Object location annotation data:
○ ○ ○ ○ ○ ○ ○

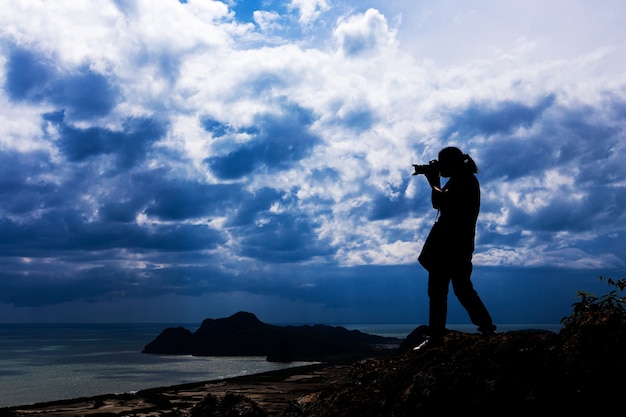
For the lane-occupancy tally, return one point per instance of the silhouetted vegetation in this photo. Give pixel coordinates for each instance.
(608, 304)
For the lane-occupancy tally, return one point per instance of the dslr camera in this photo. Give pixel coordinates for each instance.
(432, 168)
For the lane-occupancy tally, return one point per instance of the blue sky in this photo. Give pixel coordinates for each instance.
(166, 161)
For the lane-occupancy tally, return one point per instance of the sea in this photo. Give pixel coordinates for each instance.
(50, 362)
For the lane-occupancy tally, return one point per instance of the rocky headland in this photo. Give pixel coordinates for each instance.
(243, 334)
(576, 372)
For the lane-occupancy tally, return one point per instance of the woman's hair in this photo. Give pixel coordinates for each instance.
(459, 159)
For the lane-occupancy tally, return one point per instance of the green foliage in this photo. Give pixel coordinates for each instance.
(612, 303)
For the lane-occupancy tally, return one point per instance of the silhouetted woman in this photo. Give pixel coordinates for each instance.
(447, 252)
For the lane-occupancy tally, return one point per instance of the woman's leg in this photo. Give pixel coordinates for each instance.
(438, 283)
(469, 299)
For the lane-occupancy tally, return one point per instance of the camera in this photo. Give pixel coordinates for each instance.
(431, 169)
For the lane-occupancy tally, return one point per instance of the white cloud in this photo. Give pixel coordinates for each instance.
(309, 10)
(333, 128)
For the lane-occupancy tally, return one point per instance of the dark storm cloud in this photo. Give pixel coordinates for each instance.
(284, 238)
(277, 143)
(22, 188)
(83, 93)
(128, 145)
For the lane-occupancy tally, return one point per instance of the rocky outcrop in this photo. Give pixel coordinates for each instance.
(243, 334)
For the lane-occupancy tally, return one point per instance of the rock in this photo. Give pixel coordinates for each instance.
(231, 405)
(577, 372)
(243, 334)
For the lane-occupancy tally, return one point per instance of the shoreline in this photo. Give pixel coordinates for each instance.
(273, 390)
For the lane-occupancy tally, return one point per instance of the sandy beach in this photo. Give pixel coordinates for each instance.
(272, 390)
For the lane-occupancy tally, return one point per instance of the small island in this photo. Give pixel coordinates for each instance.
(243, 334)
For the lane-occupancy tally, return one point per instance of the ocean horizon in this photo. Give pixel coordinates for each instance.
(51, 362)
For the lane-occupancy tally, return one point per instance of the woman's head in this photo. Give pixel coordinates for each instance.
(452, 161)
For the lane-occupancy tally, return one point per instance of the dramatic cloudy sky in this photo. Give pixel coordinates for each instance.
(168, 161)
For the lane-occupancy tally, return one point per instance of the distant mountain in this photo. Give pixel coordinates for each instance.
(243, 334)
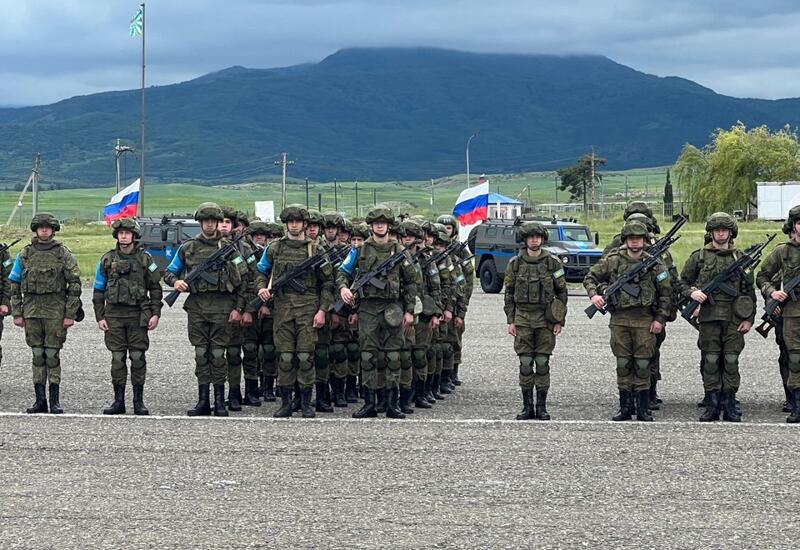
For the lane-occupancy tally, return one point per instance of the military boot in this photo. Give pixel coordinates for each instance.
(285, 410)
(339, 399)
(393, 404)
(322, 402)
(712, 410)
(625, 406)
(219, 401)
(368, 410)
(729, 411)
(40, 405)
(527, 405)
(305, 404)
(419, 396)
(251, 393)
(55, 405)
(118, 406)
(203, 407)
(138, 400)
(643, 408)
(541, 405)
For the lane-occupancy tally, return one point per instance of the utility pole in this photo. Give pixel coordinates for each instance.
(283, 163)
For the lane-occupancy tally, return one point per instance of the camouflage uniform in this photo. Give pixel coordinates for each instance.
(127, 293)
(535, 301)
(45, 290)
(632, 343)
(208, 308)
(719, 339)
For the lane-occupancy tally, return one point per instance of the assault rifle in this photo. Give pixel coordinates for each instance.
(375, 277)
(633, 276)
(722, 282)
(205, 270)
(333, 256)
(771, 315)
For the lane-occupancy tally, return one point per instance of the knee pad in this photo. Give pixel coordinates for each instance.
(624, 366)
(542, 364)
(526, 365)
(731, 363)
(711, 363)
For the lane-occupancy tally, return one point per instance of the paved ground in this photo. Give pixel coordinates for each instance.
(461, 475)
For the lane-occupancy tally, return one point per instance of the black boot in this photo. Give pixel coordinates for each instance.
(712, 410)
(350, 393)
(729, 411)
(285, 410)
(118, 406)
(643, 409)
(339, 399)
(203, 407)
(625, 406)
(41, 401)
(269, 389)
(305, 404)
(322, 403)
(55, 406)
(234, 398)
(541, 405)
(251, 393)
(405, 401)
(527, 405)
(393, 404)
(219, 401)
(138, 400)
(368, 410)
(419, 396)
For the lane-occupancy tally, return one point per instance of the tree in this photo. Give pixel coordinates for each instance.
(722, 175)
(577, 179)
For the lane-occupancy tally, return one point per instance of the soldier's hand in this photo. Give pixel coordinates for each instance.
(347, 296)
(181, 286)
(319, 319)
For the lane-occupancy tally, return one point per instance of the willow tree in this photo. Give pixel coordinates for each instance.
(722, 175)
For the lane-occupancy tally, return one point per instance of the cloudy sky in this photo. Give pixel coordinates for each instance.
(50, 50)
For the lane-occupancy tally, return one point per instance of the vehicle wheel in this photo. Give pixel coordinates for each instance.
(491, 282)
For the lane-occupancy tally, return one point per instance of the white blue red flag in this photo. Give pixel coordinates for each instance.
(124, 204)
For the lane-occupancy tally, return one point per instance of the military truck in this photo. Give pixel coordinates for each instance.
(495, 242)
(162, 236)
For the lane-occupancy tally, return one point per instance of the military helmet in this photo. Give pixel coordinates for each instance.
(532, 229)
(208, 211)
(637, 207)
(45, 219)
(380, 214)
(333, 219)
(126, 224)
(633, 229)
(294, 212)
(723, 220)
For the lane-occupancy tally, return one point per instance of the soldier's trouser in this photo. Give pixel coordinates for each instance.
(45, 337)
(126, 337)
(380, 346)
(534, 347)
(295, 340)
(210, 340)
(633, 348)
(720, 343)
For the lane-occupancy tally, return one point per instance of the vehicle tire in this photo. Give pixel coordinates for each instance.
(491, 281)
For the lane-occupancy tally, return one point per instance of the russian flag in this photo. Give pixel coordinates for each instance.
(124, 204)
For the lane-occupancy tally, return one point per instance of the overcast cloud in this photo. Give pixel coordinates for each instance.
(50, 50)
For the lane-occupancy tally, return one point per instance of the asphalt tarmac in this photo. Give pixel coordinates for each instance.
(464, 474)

○ ○ ○ ○ ○ ○ ○

_What to do:_
Output the line holding "the soldier's trouser", then every later line through the end of the records above, exactly as given and nothing else.

_Answer to the exercise:_
For the lane-occupancy tally, return one point per instance of the soldier's trouser in this photo. Give pixel coordinates for each instance.
(45, 337)
(126, 337)
(380, 346)
(534, 347)
(295, 340)
(210, 340)
(633, 348)
(720, 343)
For the lane-occupancy tally, return one point per instance of the vehicle tire in this photo. Give pixel coordinates for each instance.
(491, 281)
For the lane-occupancy tally, return one point per instance of the russian flag in this photo. Give pixel coordinates for each instance.
(124, 204)
For the lane-occupancy tally, return one point per instance of the overcast cloud in this photo. Give pixel coordinates for each instance.
(50, 50)
For the lane-occupancy tally, return one point per instance of the asphalt tarmac in this photo. Give pixel coordinates for each instance.
(464, 474)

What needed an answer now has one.